_What this task involves_.
Set down exactly, and only, the lines from the one with "target | dark crumb garnish" to the final line of the entries, both included.

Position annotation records
+ + +

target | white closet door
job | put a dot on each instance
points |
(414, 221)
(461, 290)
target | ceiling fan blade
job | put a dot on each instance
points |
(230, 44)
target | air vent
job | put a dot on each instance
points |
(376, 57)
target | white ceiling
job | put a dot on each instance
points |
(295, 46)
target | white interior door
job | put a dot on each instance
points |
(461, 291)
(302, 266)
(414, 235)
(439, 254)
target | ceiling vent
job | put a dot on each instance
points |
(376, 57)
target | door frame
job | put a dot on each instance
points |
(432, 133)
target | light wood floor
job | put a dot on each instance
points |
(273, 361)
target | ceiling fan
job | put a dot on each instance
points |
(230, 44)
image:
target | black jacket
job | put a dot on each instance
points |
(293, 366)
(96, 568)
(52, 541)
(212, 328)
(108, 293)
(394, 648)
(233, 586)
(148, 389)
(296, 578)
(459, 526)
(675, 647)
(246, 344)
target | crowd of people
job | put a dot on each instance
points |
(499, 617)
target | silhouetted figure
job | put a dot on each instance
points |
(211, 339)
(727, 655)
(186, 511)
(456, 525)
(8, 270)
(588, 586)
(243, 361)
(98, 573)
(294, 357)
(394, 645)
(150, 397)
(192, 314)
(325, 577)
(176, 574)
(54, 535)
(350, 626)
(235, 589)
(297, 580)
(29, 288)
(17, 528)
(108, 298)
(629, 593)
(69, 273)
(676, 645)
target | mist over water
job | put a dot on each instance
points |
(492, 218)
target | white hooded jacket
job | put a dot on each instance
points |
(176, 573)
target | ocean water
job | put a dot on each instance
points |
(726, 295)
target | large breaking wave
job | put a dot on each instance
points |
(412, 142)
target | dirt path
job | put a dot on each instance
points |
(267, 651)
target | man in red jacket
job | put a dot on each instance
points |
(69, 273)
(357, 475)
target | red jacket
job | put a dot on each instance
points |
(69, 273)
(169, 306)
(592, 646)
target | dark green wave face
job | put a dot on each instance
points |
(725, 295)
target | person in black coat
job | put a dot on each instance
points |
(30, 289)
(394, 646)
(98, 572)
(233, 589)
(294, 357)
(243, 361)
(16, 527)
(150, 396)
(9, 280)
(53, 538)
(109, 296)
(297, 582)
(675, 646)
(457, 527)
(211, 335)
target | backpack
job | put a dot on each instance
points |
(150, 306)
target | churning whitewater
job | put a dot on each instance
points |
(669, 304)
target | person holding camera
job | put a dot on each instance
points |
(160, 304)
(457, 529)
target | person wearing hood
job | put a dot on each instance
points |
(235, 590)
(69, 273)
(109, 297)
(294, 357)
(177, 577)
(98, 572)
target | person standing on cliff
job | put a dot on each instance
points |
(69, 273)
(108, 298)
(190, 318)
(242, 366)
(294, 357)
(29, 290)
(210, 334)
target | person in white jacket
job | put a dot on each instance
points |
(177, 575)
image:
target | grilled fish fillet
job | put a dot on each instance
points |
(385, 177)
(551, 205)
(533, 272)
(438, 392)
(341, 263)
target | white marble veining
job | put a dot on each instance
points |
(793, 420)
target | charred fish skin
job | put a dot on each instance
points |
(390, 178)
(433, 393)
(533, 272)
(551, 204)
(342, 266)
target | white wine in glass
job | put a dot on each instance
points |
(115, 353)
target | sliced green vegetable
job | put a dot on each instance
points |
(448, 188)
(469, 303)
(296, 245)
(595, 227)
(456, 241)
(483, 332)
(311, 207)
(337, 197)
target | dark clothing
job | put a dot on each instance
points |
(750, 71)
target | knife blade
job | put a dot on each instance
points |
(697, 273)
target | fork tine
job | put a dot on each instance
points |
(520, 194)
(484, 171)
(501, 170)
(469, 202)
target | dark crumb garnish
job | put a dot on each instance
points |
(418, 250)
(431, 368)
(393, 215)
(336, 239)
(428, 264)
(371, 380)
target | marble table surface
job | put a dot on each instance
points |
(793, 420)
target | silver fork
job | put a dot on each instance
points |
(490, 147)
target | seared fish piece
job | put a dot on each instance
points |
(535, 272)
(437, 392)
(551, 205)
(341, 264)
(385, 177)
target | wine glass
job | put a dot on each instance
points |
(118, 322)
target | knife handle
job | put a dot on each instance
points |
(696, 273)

+ + +

_Exercise solution_.
target | dark crumb garnish
job | put a dot on each instance
points |
(418, 250)
(431, 368)
(393, 215)
(336, 239)
(428, 264)
(371, 380)
target | marble table surface
job | put a dot on each instance
points |
(793, 420)
target | silver fork
job | put a dot on each instance
points |
(490, 147)
target | seared fish piece
job | put a dot on each instance
points |
(535, 272)
(437, 392)
(551, 205)
(341, 264)
(385, 177)
target | wine glass
job | put a dot on each instance
points |
(118, 322)
target | knife handle
job | put a dot on each instance
points |
(696, 273)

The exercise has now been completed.